TB kills around 2 million people every year. Credit: © WHO

Tuberculosis (TB) research has just received a much-needed cash injection. A donation of US$82.9 million from the Bill and Melinda Gates Foundation to support vaccine development more than doubles the annual amount spent on TB vaccines worldwide.

TB is an airborne, bacterial disease that claims almost 2 million lives every year. Some 2 billion people - one out of every three people on the planet - are already infected with the TB bacteria. One in 10 of those infected develop symptoms and become contagious.

The disease is already rife in the developing world, but it's also on the up in the North America and Europe. Sufferers commonly experience respiratory problems and can cough up blood. The World Health Organization estimates that over the next 20 years, 36 million people will die from the disease unless it is brought under control.

TB can be treated with a cocktail of drugs, but these are expensive and are not available in many poorer countries. The existing vaccine - known as Bacille Calmette-Guérin (BCG) - slows disease progression but does not prevent infection.

So researchers are developing a range of new vaccines. Some are variants of the BCG vaccine, designed to prompt a more efficient immune response. On such vaccine enters clinical trials next Tuesday - thanks to funding from the Bill and Melinda Gates Foundation.

TB drugs are expensive and often unavailable in poor countries. Credit: © WHO

"This is the first modified BCG vaccine to be tested in humans," says Daniel Hoft of St Louis University, Missouri, who is coordinating the trial with a centre in North Carolina.

The trial will assess whether the vaccine, called rBCG30, is safe to use in humans. Fifteen people will receive the injection and be observed for a period of nine months. If the vaccine proves safe, it will be tested in larger numbers of people.
◆ ◆ ◆ ◆ ◆
**Required work:**
**1)** List every organization named in the tuberculosis vaccine article, including any in the image credits.
**2)** Continue the tuberculosis vaccine article after its last sentence.

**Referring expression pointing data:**
◆ ◆ ◆ ◆ ◆
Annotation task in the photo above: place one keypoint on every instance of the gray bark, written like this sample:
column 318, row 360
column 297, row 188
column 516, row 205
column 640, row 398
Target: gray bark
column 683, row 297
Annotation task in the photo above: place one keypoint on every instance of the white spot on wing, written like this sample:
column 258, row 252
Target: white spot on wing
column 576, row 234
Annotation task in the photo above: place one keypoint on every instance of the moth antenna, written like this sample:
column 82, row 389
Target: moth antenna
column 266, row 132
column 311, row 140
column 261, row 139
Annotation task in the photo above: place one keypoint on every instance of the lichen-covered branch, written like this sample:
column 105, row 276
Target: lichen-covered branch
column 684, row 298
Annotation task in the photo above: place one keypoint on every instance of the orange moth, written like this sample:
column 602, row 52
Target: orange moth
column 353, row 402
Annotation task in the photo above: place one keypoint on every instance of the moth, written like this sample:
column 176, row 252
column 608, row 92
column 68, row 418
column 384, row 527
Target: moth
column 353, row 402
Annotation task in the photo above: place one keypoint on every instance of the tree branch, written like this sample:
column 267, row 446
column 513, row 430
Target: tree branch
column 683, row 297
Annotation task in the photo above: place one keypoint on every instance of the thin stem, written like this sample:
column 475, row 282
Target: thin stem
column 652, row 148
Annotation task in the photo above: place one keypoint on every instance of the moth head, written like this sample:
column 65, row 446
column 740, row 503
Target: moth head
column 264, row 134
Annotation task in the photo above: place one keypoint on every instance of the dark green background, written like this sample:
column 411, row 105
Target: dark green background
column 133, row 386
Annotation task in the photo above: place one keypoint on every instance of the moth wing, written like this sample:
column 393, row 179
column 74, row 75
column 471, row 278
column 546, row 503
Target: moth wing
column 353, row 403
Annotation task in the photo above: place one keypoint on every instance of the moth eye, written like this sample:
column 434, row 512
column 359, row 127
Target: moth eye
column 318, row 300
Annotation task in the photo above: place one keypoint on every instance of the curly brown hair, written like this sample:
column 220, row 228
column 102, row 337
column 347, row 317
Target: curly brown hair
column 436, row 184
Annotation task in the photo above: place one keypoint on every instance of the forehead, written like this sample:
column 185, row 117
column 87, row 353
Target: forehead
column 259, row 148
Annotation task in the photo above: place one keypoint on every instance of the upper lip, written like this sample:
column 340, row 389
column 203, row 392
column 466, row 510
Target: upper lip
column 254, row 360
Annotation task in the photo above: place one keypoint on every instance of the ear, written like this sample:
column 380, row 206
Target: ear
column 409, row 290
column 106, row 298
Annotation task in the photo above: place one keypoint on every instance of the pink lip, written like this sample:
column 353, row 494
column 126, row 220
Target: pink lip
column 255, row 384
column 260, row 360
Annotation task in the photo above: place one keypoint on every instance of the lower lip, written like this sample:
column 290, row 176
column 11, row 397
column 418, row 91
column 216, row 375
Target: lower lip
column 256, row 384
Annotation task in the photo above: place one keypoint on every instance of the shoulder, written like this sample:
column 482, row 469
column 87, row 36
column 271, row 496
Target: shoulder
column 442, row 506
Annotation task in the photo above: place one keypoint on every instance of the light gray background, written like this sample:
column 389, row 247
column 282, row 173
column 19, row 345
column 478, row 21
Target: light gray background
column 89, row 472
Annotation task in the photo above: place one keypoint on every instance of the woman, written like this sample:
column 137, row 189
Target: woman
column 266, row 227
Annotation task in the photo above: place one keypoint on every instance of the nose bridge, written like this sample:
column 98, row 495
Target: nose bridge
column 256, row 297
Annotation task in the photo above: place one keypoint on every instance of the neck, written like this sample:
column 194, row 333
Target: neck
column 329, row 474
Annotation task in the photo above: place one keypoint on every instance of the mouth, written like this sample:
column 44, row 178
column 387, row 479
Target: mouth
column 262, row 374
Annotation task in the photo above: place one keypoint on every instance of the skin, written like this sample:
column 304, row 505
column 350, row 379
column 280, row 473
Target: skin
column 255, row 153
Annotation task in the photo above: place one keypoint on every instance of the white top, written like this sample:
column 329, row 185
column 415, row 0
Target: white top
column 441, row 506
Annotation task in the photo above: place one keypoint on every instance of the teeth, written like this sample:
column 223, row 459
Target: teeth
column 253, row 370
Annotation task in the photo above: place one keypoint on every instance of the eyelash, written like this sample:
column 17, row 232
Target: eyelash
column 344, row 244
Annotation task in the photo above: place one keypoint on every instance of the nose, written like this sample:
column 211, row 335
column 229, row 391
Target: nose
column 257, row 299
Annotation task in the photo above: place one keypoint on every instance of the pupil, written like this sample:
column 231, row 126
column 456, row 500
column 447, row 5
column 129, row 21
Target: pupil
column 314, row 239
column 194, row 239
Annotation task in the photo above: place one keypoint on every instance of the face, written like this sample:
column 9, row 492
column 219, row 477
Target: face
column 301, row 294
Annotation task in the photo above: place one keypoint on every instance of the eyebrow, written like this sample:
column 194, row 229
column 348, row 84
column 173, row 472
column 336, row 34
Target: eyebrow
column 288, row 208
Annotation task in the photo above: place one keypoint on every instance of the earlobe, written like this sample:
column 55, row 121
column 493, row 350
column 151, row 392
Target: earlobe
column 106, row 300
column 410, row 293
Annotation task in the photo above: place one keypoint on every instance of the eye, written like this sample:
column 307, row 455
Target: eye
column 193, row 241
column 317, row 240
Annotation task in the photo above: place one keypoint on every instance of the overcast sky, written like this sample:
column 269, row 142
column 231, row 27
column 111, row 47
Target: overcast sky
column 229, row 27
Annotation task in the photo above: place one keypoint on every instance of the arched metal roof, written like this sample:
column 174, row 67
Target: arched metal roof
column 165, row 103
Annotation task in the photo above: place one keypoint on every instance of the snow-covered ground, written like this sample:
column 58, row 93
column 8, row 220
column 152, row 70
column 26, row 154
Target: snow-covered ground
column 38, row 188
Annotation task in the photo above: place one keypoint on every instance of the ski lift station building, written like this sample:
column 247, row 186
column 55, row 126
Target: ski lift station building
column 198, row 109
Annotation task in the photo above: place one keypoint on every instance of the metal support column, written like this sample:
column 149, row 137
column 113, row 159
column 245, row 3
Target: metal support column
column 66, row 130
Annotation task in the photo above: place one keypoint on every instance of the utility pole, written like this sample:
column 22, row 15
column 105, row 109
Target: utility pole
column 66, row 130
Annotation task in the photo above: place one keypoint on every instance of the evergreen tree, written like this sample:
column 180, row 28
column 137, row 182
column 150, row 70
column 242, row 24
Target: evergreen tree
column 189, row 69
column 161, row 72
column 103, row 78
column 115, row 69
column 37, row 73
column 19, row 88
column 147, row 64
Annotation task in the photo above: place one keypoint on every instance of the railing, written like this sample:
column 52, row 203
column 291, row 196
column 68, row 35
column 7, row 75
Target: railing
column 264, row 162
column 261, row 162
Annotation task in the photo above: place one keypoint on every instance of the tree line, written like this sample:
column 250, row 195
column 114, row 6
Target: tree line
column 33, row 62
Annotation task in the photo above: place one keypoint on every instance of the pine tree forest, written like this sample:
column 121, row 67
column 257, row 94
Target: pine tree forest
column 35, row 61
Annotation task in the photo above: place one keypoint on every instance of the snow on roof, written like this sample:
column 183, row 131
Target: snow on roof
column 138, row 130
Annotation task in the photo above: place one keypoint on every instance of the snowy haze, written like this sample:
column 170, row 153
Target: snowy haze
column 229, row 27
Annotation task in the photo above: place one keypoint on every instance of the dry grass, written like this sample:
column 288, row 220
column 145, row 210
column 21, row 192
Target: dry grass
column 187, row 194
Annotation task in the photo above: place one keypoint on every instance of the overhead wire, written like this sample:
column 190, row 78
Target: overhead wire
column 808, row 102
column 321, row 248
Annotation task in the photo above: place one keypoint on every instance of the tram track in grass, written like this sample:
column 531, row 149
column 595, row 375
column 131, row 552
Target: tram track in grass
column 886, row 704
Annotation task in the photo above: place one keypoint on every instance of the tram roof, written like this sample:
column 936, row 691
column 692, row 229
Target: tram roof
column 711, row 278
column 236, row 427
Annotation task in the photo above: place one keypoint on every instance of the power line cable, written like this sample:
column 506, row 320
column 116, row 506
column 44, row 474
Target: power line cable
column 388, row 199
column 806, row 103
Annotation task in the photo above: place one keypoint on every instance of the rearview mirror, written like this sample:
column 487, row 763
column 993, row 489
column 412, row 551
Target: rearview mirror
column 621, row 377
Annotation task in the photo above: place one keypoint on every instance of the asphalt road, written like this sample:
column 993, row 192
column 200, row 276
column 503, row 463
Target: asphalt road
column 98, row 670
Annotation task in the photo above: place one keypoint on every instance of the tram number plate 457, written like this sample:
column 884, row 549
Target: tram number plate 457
◆ ◆ ◆ ◆ ◆
**Answers per task:**
**1)**
World Health Organization (WHO)
Bill and Melinda Gates Foundation
St Louis University

**2)**
Other vaccines are also being tested by research centres around the world. One, known as a fusion protein, combines two proteins from the TB bacterium. It is hoped that the protein hybrid will be more easily recognized by the immune system, prompting a better immune reaction than with other vaccines.

Our goal is to license and deliver a more effective TB vaccine within ten years Jerald Sadoff , President, Gates Foundation

"The vaccines may work well in combination," says Hoft. Modified BCG vaccines could be given at birth and then followed up with the fusion-protein vaccine.

Different delivery methods could also help to improve the vaccines' efficacy, says Hoft. At present, the BCG vaccine is injected under the skin, but it could be introduced more directly to the lungs by delivering it by mouth or nose.

The new funding will be distributed by the Aeras Global TB Vaccine Foundation, a non-profit-making organization that helps to coordinate vaccination development on a global scale.

The money will help to push existing vaccines through clinical trials, and also assist the development the next generation of vaccines, says Jerald Sadoff, the foundation's president. "Our goal is to license and deliver a more effective TB vaccine within ten years," he says.